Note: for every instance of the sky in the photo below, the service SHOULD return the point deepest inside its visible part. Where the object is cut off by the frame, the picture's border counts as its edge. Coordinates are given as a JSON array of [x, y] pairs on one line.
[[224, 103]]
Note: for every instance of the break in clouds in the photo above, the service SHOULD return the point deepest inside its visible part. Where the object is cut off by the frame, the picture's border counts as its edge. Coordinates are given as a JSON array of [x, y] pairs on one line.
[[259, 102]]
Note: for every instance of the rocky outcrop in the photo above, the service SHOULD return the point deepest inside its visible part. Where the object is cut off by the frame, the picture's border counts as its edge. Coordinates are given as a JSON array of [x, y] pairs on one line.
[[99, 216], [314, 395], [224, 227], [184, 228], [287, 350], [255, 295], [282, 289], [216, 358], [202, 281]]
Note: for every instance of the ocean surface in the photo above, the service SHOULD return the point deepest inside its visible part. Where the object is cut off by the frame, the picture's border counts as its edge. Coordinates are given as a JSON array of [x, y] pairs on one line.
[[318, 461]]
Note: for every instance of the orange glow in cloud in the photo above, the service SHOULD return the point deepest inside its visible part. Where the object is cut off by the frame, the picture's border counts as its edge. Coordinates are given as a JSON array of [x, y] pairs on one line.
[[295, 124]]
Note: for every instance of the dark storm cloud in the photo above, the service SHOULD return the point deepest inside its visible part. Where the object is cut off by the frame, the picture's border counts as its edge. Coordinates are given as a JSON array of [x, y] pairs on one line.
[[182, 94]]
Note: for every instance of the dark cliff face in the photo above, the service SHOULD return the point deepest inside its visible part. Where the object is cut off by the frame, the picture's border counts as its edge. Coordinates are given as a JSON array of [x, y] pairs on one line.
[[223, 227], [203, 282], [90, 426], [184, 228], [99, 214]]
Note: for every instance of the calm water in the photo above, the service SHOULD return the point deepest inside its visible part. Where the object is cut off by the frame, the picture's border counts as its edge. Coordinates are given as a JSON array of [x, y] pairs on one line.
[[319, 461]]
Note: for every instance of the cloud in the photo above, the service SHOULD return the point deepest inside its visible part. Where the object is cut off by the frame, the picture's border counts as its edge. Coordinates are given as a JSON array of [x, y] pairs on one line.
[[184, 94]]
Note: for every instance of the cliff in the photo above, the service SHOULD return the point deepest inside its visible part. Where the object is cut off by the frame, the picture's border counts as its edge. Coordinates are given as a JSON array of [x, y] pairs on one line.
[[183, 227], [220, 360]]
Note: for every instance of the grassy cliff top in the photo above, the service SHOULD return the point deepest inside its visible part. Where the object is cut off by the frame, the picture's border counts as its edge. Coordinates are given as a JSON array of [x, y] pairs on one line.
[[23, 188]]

::::

== What the exercise asks ==
Quote each line of the listing above exactly.

== The output ==
Note: for every instance of the sky in the photo below, the service SHOULD return the point deepest inside its visible part. Where the object is cut off by the frame, the picture's border counts as its edge. Coordinates are given as a JSON array of [x, y] pairs on one line.
[[224, 103]]
Note: for every instance of the break in clouds in the photo above, the service SHOULD return the point deepest inside its visible part. Where the object is cut off by the frame, the picture's border counts as its edge. Coordinates are given as a JSON array of [x, y] pairs on one line.
[[259, 102]]
Note: for every instance of the rocky outcrop in the photo above, the service SHOULD return the point deepest inside its visible part. Where the object is cut off by the frame, the picture's border counts as its edge. Coordinates are given as a JSON array of [x, y] pairs on one line.
[[99, 216], [314, 395], [224, 227], [184, 228], [287, 350], [255, 295], [282, 289], [216, 358], [202, 281]]
Note: for every instance of the ocean surface in the photo above, the service SHOULD return the point deepest inside its visible part. Where the object is cut off by the frame, the picture's border counts as its edge. Coordinates are given as a JSON array of [x, y] pairs on one line.
[[318, 461]]
Note: for every instance of the orange glow in cloud in the photo above, the service SHOULD return the point deepest inside its visible part. Where the object is cut off by the frame, the picture's border counts as its edge. Coordinates are given as a JSON array of [x, y] pairs on one line.
[[295, 124]]
Note: for every instance of the dark storm cloud in the photo above, the service SHOULD return the point deepest inside its visible part. Where the object is cut off by the frame, the picture's border counts as its edge. Coordinates are given as a JSON array of [x, y] pairs on one line.
[[182, 94]]
Note: for every instance of the dark cliff face in the photo above, the service SHOULD return the point deepest inside its visible part. Where the object is cut off by the frame, the picture's border counts as its edge. Coordinates are given as a JSON array of [x, y] pairs on one line.
[[223, 227], [203, 282], [90, 426], [184, 228], [99, 214]]
Note: for every instance of the calm water in the photo above, the service SHOULD return the point deepest inside its visible part. Where the object is cut off by the frame, the picture's border counts as its edge. Coordinates are given as a JSON array of [x, y] pairs on one line.
[[319, 461]]
Note: for every instance of the cloud in the photo above, the service SHOULD return the point deepest inside its visible part. Where the object is cut off by the frame, the picture's border counts as its edge. Coordinates are given as a JSON array of [x, y] pairs on one line.
[[184, 94]]
Note: for every instance of the cliff in the photo above, the service SHOULD return the point deepest inside its visible part. Where the object is cut off by the frame, the picture's border counts as its edge. Coordinates are given as a JSON array of [x, y] pairs on one line.
[[183, 227], [220, 360]]
Note: for every instance of the grassy cliff top in the photo above, the service SHOULD return the point deepest inside its visible part. Where the object is cut off by the frame, the picture's border counts as its edge. Coordinates are given as a JSON array of [x, y] pairs on one line.
[[23, 188]]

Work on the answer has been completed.